DOCUMENTO FUENTE:
MARIO VARGAS LLOSA
2 de marzo
de 2019
En 1928
Stalin hizo un viaje por Siberia que duró tres semanas. Había derrotado a sus
adversarios dentro del Partido Comunista y era ya el amo supremo de la URSS.
Comenzaban a escasear los cereales en el inmenso territorio y, luego de aquello
que vio y oyó en ese recorrido, Stalin sacó las conclusiones ideológicas
pertinentes. De acuerdo a la doctrina marxista, la culpa la tenían los
campesinos retrógrados, que, gracias a la expropiación de los latifundios y la
liquidación de los kulaks, habían pasado a ser pequeños
propietarios y contraído las taras características de la burguesía. ¿La
solución? Obligarlos a ceder sus granjas y dominios e incorporarse a las
granjas colectivas que harían de ellos proletarios, la fuerza pujante y
renovadora que reemplazaría su mentalidad burguesa por el fervor solidario de
los bolcheviques.
Este es el
origen, según Anne Applebaum, en su extraordinario libro Hambruna roja.
La guerra de Stalin contra Ucrania, de la caída en picado de la
agricultura en todos los dominios de la URSS, pero que golpearía sobre todo,
con ferocidad inigualable, a Ucrania, causando, en los años 1932 y 1933, varios
millones de muertos y escalofriantes escenas de suicidios, asesinatos de niños,
saqueos y canibalismo. La investigación que la autora lleva a cabo revela al
mundo, en su apocalíptica dimensión, un acontecimiento que, por lo menos en sus
características reales, había sido ocultado por la censura estalinista, pese a
los aislados esfuerzos de algunos historiadores como Robert Conquest, en The
Harvest of Sorrow, por difundirlo. Pero sólo ahora, con la
independencia de Ucrania, los documentos y testimonios relativos a aquel
holocausto han podido ser consultados, y Anne Applebaum, que a todas luces
domina el ruso y el ucraniano, lo ha hecho con minucia y escrupulosa
objetividad.

ENUNCIADO A:
Responda según el artículo:
(i) ¿En qué año viajó Stalin por Siberia y cuánto duró el recorrido?
(ii) ¿Cuál es el título completo del libro de Anne Applebaum citado?
(iii) ¿Qué obra de Robert Conquest se menciona?
El artículo y el listado son materiales independientes entre sí.

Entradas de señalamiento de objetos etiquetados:
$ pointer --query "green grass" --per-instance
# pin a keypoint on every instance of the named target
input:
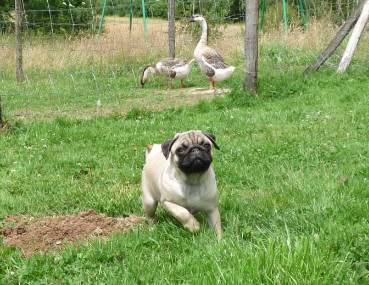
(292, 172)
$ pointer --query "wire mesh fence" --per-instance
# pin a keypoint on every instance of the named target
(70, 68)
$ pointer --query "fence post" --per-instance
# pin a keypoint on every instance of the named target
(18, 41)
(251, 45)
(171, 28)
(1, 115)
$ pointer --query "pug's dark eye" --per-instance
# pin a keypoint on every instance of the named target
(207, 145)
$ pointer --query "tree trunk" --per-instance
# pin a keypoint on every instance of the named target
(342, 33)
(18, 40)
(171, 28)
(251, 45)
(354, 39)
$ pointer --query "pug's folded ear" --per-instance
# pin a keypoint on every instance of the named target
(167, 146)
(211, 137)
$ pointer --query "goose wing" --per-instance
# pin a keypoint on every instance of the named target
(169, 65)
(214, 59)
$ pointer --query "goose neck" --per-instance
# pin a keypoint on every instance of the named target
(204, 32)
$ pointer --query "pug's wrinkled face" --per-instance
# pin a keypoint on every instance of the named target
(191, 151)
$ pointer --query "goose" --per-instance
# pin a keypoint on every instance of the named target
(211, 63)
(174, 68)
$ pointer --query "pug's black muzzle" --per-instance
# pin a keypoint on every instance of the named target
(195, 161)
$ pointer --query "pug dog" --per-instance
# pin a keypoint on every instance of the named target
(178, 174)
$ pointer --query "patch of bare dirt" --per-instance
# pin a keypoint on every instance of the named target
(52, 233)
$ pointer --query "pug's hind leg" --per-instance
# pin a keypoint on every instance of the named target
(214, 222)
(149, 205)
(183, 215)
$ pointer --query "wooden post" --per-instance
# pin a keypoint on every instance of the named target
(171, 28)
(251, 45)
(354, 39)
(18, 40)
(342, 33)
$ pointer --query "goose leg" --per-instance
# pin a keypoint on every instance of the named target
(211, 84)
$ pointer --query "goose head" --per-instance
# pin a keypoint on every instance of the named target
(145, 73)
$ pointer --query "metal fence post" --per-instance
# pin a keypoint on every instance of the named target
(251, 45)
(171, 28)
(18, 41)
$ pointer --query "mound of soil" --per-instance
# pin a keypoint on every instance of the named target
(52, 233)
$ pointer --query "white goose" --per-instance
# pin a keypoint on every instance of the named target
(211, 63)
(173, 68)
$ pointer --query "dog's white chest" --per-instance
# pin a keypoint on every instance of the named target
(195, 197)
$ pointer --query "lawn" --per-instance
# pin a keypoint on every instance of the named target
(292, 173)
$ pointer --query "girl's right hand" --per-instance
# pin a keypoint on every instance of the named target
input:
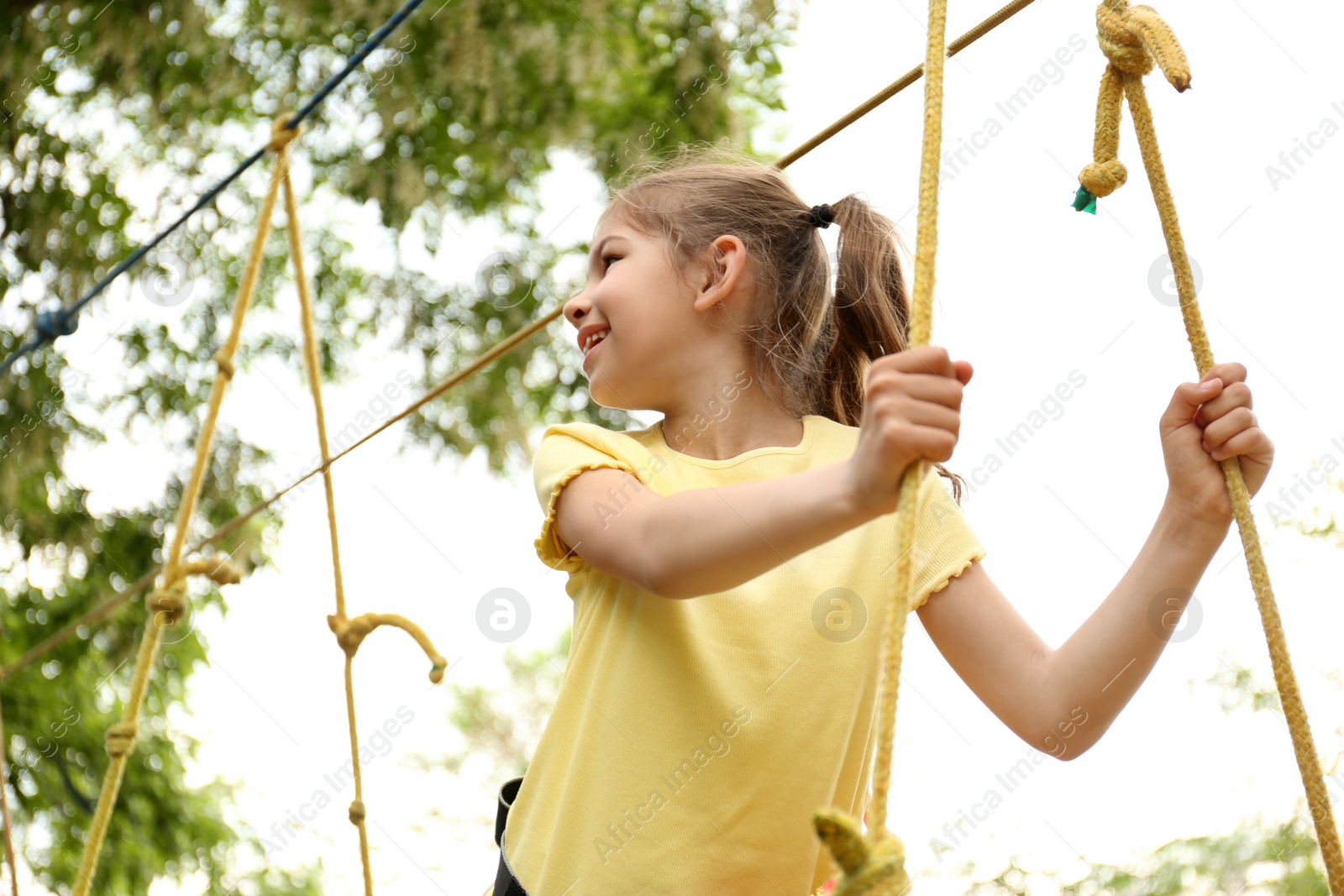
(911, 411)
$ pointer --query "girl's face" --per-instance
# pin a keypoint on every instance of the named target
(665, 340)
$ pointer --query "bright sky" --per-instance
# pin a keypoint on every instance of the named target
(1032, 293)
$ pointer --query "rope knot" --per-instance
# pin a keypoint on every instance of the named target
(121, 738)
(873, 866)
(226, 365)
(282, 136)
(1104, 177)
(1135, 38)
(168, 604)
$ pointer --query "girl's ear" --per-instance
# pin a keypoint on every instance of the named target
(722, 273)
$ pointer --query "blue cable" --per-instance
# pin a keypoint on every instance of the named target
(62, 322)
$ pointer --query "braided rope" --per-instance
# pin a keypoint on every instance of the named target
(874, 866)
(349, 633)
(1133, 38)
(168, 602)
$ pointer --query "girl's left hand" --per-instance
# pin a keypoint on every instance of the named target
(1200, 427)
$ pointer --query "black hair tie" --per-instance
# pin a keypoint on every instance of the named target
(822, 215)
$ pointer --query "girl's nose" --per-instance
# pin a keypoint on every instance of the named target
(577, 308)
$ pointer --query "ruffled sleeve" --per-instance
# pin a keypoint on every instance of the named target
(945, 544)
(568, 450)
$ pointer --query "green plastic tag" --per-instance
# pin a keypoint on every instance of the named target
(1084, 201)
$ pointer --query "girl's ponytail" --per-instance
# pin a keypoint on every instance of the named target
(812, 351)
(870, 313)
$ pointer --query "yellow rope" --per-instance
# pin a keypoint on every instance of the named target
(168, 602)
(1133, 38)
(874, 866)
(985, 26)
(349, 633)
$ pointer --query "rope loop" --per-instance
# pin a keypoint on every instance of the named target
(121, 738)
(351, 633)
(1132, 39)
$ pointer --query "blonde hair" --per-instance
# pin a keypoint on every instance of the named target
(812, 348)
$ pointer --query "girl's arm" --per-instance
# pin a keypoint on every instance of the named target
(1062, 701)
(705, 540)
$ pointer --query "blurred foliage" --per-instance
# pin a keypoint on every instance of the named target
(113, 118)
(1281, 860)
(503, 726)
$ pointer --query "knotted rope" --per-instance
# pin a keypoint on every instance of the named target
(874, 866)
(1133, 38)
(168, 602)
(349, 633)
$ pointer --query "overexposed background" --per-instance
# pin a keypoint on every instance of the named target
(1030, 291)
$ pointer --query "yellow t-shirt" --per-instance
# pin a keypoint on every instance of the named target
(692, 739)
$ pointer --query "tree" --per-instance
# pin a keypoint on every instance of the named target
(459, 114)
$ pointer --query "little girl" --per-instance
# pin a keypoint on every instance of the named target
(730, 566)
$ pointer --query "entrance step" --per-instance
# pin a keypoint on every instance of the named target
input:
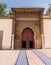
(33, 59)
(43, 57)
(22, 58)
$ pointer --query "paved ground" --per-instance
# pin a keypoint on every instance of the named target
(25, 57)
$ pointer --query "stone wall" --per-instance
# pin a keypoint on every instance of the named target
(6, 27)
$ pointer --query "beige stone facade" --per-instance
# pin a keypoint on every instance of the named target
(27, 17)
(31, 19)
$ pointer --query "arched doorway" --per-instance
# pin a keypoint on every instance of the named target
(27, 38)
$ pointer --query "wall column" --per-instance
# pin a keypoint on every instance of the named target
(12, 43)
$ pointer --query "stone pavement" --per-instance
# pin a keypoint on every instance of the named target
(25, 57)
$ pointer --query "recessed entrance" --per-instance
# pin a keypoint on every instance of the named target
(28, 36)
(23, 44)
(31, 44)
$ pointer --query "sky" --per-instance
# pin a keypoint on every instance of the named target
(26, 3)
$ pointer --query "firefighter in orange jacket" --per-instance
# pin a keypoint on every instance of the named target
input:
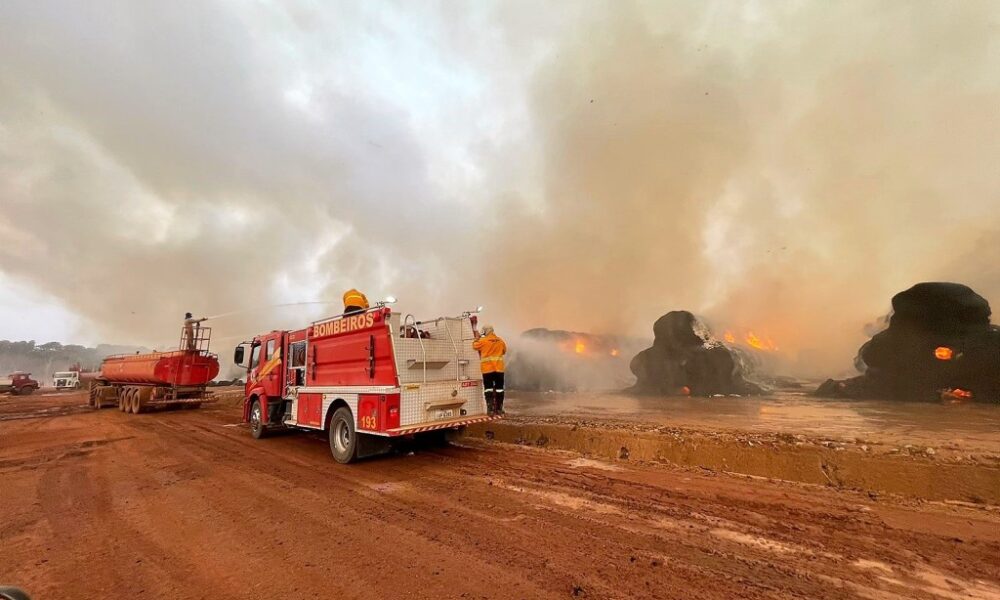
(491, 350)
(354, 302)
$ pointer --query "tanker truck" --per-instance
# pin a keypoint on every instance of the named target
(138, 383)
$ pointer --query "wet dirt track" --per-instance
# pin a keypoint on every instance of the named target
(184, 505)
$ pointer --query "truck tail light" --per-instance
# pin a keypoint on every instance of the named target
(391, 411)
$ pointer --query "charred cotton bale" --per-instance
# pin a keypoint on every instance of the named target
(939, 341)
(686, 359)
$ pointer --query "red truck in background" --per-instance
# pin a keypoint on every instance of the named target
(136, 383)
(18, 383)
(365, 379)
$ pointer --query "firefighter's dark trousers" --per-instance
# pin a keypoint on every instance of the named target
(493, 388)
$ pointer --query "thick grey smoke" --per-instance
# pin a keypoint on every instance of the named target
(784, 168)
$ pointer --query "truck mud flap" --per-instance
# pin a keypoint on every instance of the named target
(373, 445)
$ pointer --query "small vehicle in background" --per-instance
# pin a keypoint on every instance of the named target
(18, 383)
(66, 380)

ENUNCIADO B: Muestre cada línea del listado que contenga la palabra "hair", distinguiendo entre mayúsculas y minúsculas.

RESPUESTA A:
(i) En 1928; duró tres semanas.
(ii) Hambruna roja. La guerra de Stalin contra Ucrania.
(iii) The Harvest of Sorrow.

RESPUESTA B:
$ pointer --query "black hair tie" --per-instance
$ pointer --query "blonde hair" --per-instance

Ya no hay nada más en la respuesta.